◆ Written request
Starting at the line that contains "the rabbit eye;" and ending at the line that contains "[(334, 91)]", render only those lines as a Markdown table with the columns Number and Content, skipping any blank lines.

◆ Entries provided
---------------
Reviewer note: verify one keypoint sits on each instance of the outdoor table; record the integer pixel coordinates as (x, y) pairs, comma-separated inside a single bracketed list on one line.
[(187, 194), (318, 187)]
---------------
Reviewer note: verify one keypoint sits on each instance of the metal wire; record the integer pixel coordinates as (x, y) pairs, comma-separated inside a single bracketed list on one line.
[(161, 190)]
---------------
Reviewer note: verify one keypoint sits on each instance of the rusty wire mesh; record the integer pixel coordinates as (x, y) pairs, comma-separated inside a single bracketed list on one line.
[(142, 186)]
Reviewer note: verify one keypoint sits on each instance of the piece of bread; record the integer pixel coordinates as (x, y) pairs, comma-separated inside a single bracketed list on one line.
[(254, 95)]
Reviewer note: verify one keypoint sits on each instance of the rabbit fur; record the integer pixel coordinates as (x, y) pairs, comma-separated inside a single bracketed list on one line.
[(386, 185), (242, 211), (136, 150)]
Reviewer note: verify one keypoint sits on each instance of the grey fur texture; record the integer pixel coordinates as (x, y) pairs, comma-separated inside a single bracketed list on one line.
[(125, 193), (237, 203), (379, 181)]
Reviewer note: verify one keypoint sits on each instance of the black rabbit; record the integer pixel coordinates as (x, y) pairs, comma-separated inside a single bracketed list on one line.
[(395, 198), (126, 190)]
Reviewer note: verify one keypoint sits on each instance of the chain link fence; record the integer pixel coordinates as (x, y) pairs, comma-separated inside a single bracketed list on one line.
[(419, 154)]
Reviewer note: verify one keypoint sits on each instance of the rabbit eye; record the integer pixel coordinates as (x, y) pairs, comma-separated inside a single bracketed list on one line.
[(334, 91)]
---------------
◆ Final result
| Number | Content |
|---|---|
| 1 | Reviewer note: verify one keypoint sits on each instance of the rabbit eye; record the integer pixel coordinates as (x, y) pairs, comma-separated inside a single bracketed list on one line. |
| 2 | [(334, 91)] |